Which lines in the records below contain the word "resolution"? Copy each one out.

%%

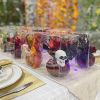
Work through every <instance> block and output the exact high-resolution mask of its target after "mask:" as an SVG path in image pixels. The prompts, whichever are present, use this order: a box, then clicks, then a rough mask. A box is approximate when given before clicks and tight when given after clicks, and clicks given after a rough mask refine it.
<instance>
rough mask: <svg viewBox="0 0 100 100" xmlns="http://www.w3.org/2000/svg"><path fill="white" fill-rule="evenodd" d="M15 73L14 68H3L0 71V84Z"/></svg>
mask: <svg viewBox="0 0 100 100" xmlns="http://www.w3.org/2000/svg"><path fill="white" fill-rule="evenodd" d="M12 73H13V70H12V67H3V68H2V69H1V70H0V83H2V82H4V81H6V80H7V79H9V78H10V77H11V75H12Z"/></svg>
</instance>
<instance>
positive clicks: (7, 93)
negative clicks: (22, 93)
mask: <svg viewBox="0 0 100 100" xmlns="http://www.w3.org/2000/svg"><path fill="white" fill-rule="evenodd" d="M32 84H33V82H29V83H27V84H24V85H23V86H20V87H17V88H15V89H12V90H10V91H8V92H6V93H3V94H0V98H1V97H4V96H7V95H9V94H12V93H17V92H20V91H22V90H24V89H26V88H28V87H29V86H31V85H32Z"/></svg>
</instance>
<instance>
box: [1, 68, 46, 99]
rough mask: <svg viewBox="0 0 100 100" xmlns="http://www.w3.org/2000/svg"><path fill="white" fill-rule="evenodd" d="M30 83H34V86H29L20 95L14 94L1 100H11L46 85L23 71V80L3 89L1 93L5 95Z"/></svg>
mask: <svg viewBox="0 0 100 100" xmlns="http://www.w3.org/2000/svg"><path fill="white" fill-rule="evenodd" d="M29 82H33V84H32V85H31V86H29V87H28V88H26V89H24V90H22V91H20V92H18V93H13V94H10V95H8V96H5V97H2V98H0V100H11V99H13V98H15V97H18V96H21V95H23V94H25V93H27V92H29V91H32V90H34V89H36V88H39V87H41V86H43V85H44V84H45V83H44V82H43V81H41V80H40V79H38V78H37V77H35V76H33V75H32V74H30V73H29V72H27V71H25V70H23V75H22V77H21V79H20V80H19V81H18V82H16V83H15V84H13V85H11V86H9V87H7V88H4V89H1V90H0V93H5V92H7V91H9V90H11V89H14V88H16V87H19V86H22V85H24V84H26V83H29Z"/></svg>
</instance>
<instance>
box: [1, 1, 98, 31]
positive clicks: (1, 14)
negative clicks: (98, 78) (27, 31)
mask: <svg viewBox="0 0 100 100" xmlns="http://www.w3.org/2000/svg"><path fill="white" fill-rule="evenodd" d="M37 1H38V2H41V0H0V26H1V27H2V26H9V25H14V26H19V25H31V26H35V25H36V24H35V22H36V19H35V18H36V13H35V11H36V9H38V8H36V2H37ZM72 1H77V2H78V12H79V15H78V21H77V24H75V25H76V30H78V31H99V30H100V0H72ZM72 6H73V5H72ZM66 13H67V11H66ZM67 16H68V15H67ZM69 16H71V15H69ZM73 27H74V26H73Z"/></svg>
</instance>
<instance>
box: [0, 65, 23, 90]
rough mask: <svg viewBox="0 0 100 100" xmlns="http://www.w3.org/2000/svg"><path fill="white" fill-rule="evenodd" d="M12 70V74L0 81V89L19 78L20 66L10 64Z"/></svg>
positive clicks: (19, 77) (20, 74) (21, 75)
mask: <svg viewBox="0 0 100 100" xmlns="http://www.w3.org/2000/svg"><path fill="white" fill-rule="evenodd" d="M12 70H13V73H12V76H11V77H10V78H9V79H8V80H6V81H4V82H2V83H0V89H3V88H5V87H8V86H10V85H12V84H14V83H15V82H17V81H18V80H19V79H20V78H21V76H22V70H21V68H19V67H18V66H17V65H12Z"/></svg>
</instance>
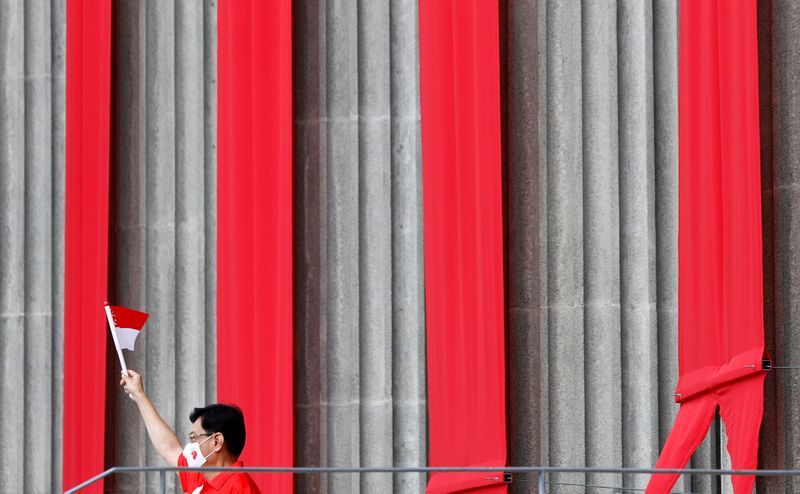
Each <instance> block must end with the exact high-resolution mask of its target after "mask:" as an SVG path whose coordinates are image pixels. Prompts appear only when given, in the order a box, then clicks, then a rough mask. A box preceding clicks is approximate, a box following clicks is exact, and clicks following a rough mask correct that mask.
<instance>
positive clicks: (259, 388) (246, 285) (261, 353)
mask: <svg viewBox="0 0 800 494" xmlns="http://www.w3.org/2000/svg"><path fill="white" fill-rule="evenodd" d="M218 16H219V18H218V23H219V34H218V36H219V41H218V66H219V69H218V71H219V86H218V91H219V92H218V103H217V104H218V112H219V114H218V116H219V120H218V146H219V149H218V165H217V166H218V186H217V229H218V230H217V235H218V239H217V279H218V281H217V304H218V305H217V323H218V326H217V372H218V397H219V400H220V401H221V402H232V403H236V404H238V405H239V406H240V407H241V408H242V410H243V411H244V415H245V422H246V426H247V444H246V446H245V449H244V453H243V456H242V458H243V460H244V461H245V463H246V464H248V465H253V466H291V465H292V455H293V449H292V448H293V444H292V437H293V421H292V175H291V171H292V155H291V148H292V146H291V144H292V107H291V101H292V80H291V41H292V40H291V2H290V0H274V1H268V2H265V1H261V0H223V1H221V2H220V3H219V11H218ZM254 478H255V479H256V481H257V482H258V483H259V485H260V486H261V488H262V490H263V491H264V492H291V491H292V478H291V476H290V475H287V474H281V475H261V476H258V475H256V476H254Z"/></svg>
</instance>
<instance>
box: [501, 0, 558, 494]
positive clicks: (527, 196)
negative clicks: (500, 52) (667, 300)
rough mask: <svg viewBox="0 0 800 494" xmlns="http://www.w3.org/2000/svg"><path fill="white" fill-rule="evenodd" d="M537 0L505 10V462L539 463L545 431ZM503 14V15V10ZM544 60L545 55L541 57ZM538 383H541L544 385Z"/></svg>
mask: <svg viewBox="0 0 800 494" xmlns="http://www.w3.org/2000/svg"><path fill="white" fill-rule="evenodd" d="M540 8H541V7H540V6H539V5H538V2H535V1H532V0H515V1H512V2H509V3H508V5H507V7H506V15H507V18H506V21H505V25H506V33H507V34H506V39H507V48H506V61H505V63H506V65H507V66H506V70H507V72H506V74H507V77H506V93H505V94H506V95H507V99H506V102H507V104H506V106H505V108H506V114H505V123H506V135H507V140H506V142H507V150H506V153H505V156H506V160H507V165H506V166H507V173H506V177H507V185H506V194H507V202H506V204H507V218H508V220H507V231H506V238H507V241H508V245H507V249H506V252H505V256H506V265H507V270H506V275H507V279H506V286H507V296H506V300H507V304H508V307H507V310H508V319H507V321H508V326H507V327H506V334H507V338H508V345H507V347H506V348H507V351H508V354H507V359H508V367H507V372H508V380H507V382H508V389H507V399H506V402H507V403H508V416H509V424H508V431H509V436H508V438H507V441H508V444H509V458H508V463H509V464H510V465H540V464H542V454H541V453H542V448H543V447H546V444H547V441H546V434H547V432H546V430H545V429H543V422H546V419H545V420H543V418H542V413H543V399H542V396H543V388H544V389H546V387H547V386H546V380H544V379H543V374H542V373H543V369H546V367H547V366H546V365H545V364H543V362H546V361H547V360H546V353H545V351H544V348H543V346H542V345H541V342H540V339H541V336H542V334H543V333H546V332H545V331H543V328H544V327H546V326H545V325H543V324H542V317H543V314H545V312H546V311H542V310H541V306H540V300H541V298H542V297H543V296H545V295H546V290H543V288H542V286H541V284H540V283H539V282H538V281H539V280H540V279H541V273H542V272H543V271H546V270H542V269H541V266H540V263H541V260H542V258H544V257H545V256H543V255H542V253H543V241H542V239H541V238H540V233H539V230H540V228H541V225H544V224H546V222H545V221H543V220H542V218H541V216H542V215H541V213H542V211H543V210H544V209H543V208H541V207H540V200H541V196H542V194H540V193H539V192H540V189H541V188H542V187H543V186H544V185H545V184H546V174H545V173H543V172H542V171H541V170H540V159H541V157H542V156H544V154H545V153H544V152H543V149H544V146H542V145H541V144H540V142H539V134H540V132H541V130H542V129H543V128H544V126H543V125H540V121H539V117H540V114H541V113H542V112H541V109H542V107H543V105H541V104H540V102H539V100H540V97H541V95H542V93H543V91H540V85H542V84H543V78H541V77H540V74H539V72H540V65H544V64H542V63H540V55H539V51H538V48H539V46H540V42H539V41H540V38H541V37H543V31H544V30H540V29H539V24H540V19H541V17H543V16H540V12H539V9H540ZM501 12H502V10H501ZM542 58H543V57H542ZM543 384H545V385H544V386H543ZM518 478H519V479H524V480H536V479H535V476H531V475H519V476H518ZM528 487H529V485H528V483H527V482H516V483H512V484H511V486H510V490H511V492H513V493H522V492H527V491H528Z"/></svg>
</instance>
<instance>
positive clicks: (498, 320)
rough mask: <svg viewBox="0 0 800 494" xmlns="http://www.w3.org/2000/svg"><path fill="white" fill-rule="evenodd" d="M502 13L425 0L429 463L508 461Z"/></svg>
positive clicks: (425, 113)
mask: <svg viewBox="0 0 800 494" xmlns="http://www.w3.org/2000/svg"><path fill="white" fill-rule="evenodd" d="M497 9H498V8H497V2H485V1H479V2H461V1H452V2H450V1H440V0H422V1H420V3H419V25H420V93H421V111H422V169H423V186H424V205H425V208H424V214H425V295H426V298H425V306H426V313H427V328H426V330H427V355H428V405H429V407H428V418H429V424H430V452H429V459H430V465H431V466H502V465H505V461H506V425H505V367H504V333H503V245H502V200H501V192H502V191H501V168H500V63H499V57H500V49H499V35H498V29H499V23H498V10H497ZM498 478H499V479H498ZM492 479H495V480H492ZM500 479H502V475H501V474H499V473H497V472H477V473H436V474H433V475H431V479H430V482H429V484H428V488H427V491H428V492H429V493H444V492H461V491H466V490H469V491H470V492H482V493H501V492H506V487H505V485H504V484H503V483H502V480H500Z"/></svg>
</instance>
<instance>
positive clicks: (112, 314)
mask: <svg viewBox="0 0 800 494" xmlns="http://www.w3.org/2000/svg"><path fill="white" fill-rule="evenodd" d="M107 307H108V310H109V311H110V312H111V320H112V321H113V322H114V324H113V326H114V327H113V328H112V331H116V334H117V339H118V341H119V346H120V347H121V348H125V349H127V350H133V349H134V345H135V344H136V337H137V336H139V333H140V332H141V331H142V327H144V323H145V322H147V317H148V315H147V314H146V313H144V312H139V311H137V310H133V309H128V308H127V307H120V306H117V305H109V306H107Z"/></svg>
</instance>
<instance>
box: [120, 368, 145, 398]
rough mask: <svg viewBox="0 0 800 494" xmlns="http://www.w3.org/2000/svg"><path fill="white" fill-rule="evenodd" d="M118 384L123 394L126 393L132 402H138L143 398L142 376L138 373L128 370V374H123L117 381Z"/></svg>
mask: <svg viewBox="0 0 800 494" xmlns="http://www.w3.org/2000/svg"><path fill="white" fill-rule="evenodd" d="M119 384H120V385H121V386H122V388H123V389H124V390H125V392H126V393H128V396H130V397H131V399H132V400H134V401H139V400H141V399H142V397H144V396H145V394H144V385H143V384H142V376H141V374H139V373H138V372H134V371H132V370H129V371H128V374H125V372H123V373H122V379H120V380H119Z"/></svg>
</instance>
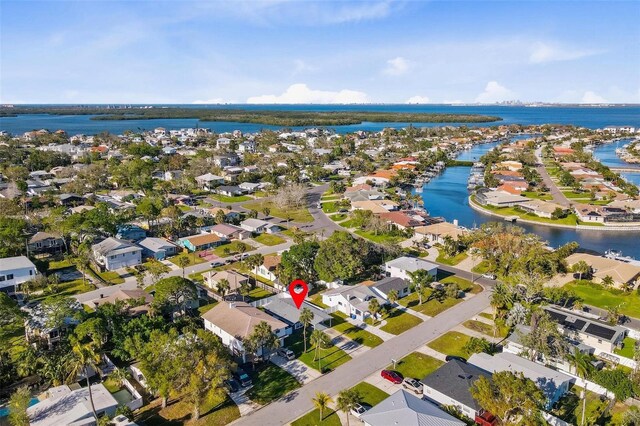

%%

■ Task solution ■
Work through every <instance> block and output the exact high-resolution mask of its target after "mask:" as an SVG path in image pixels. The prompts, whichever are present, use this order: a box, then clicks, then a rough mask. A box is approximate when given before clicks and tight when given after clicks, and clicks given after a rough mask refine it.
Each <instance> block must end with the exact high-resolution mask of its target after "mask:" as an SVG path whose coordinates are image pixels. Prompts appear only when given, in the order a box, then clicks, then a rough mask. A box preceding clicks is approximate, a box following clicks is exact, and clicks following a rough mask correct that mask.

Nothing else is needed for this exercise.